_Aim of the task:_ Select each line in the records below that contains the string "segment". Case counts.

== Records shown

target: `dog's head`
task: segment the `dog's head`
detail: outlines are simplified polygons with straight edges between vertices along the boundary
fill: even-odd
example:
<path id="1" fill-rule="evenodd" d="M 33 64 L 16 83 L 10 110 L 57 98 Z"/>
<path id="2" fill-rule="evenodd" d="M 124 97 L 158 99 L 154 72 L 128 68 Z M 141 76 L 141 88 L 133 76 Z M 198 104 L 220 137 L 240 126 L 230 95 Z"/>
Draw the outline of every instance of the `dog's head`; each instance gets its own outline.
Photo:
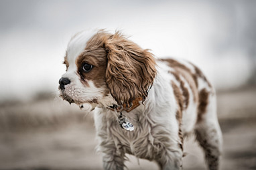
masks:
<path id="1" fill-rule="evenodd" d="M 145 99 L 156 74 L 153 55 L 119 32 L 82 31 L 68 43 L 60 96 L 81 107 L 129 104 Z"/>

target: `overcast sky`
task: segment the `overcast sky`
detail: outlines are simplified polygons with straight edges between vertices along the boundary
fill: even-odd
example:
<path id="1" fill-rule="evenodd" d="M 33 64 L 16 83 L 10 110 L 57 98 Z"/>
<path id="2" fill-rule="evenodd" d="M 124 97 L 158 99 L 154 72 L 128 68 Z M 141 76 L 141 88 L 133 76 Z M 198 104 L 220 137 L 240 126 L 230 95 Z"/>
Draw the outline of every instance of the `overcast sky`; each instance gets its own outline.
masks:
<path id="1" fill-rule="evenodd" d="M 255 75 L 256 1 L 0 1 L 1 99 L 57 91 L 70 38 L 121 30 L 156 57 L 198 65 L 218 89 Z"/>

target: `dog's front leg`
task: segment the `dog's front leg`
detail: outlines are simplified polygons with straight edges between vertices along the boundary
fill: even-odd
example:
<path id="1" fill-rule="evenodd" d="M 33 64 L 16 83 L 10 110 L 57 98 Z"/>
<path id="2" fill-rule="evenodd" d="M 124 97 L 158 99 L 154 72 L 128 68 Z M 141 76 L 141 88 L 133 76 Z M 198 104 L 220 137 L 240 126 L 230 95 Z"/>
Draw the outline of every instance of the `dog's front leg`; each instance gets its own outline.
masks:
<path id="1" fill-rule="evenodd" d="M 163 150 L 156 161 L 161 170 L 178 170 L 182 167 L 183 152 L 180 148 Z"/>
<path id="2" fill-rule="evenodd" d="M 103 151 L 105 170 L 123 170 L 125 166 L 125 152 L 117 147 L 113 141 L 103 142 L 101 145 Z"/>

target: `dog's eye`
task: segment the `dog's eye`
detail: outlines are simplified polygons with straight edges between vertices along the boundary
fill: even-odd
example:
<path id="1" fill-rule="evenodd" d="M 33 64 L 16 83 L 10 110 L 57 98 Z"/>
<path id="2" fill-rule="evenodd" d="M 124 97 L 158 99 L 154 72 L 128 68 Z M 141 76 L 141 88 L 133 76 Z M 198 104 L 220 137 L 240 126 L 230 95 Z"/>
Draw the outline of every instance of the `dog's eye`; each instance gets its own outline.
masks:
<path id="1" fill-rule="evenodd" d="M 84 63 L 84 65 L 82 66 L 82 70 L 84 72 L 88 73 L 92 69 L 92 67 L 93 66 L 92 65 Z"/>

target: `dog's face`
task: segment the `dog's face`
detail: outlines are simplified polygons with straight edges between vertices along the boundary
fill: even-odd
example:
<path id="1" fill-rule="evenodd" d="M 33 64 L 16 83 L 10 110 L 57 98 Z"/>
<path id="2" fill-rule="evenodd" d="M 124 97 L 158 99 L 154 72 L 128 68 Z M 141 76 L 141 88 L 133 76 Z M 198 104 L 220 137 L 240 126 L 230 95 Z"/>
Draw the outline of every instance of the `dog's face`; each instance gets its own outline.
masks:
<path id="1" fill-rule="evenodd" d="M 156 74 L 152 55 L 119 33 L 83 31 L 68 43 L 60 96 L 82 107 L 129 103 L 145 97 Z"/>

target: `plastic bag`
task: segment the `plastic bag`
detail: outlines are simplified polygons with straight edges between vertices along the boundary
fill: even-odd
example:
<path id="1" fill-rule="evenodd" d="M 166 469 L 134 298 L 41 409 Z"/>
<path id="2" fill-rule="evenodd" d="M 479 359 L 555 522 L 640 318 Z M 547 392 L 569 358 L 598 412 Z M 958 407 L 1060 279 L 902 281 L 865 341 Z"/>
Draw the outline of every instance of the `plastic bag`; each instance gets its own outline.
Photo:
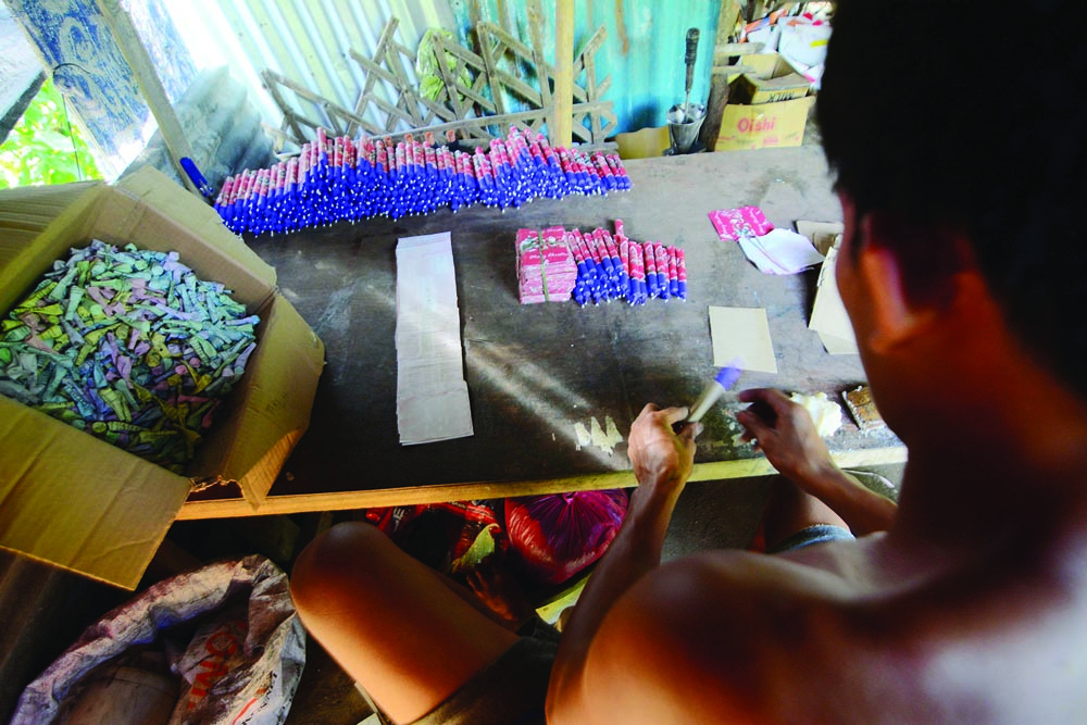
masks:
<path id="1" fill-rule="evenodd" d="M 366 521 L 411 557 L 454 578 L 505 550 L 498 516 L 479 501 L 368 509 Z"/>
<path id="2" fill-rule="evenodd" d="M 537 583 L 561 584 L 608 550 L 626 504 L 622 489 L 508 499 L 510 548 Z"/>
<path id="3" fill-rule="evenodd" d="M 263 557 L 218 562 L 88 627 L 23 691 L 11 724 L 278 725 L 304 664 L 286 574 Z"/>

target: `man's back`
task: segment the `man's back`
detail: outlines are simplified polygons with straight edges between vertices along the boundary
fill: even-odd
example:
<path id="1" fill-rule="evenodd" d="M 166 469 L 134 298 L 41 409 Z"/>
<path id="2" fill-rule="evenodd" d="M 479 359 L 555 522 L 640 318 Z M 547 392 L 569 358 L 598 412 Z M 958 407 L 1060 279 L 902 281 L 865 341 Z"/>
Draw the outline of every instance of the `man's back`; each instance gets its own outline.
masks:
<path id="1" fill-rule="evenodd" d="M 1076 722 L 1087 578 L 1028 548 L 957 561 L 873 535 L 664 565 L 601 627 L 585 687 L 600 722 Z"/>

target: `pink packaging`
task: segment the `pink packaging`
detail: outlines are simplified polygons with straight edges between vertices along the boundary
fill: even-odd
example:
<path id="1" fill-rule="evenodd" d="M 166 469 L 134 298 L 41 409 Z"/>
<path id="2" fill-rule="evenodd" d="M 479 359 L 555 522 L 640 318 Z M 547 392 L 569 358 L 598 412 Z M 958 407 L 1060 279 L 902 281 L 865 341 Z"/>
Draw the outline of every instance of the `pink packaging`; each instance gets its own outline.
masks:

====

_Task response:_
task: segment the `dog's head`
task: segment the `overcast sky`
task: segment the `dog's front leg`
task: segment the `dog's eye`
task: segment the `dog's face`
task: segment the `plastic bag`
task: segment the `man's back`
task: segment the `pink packaging`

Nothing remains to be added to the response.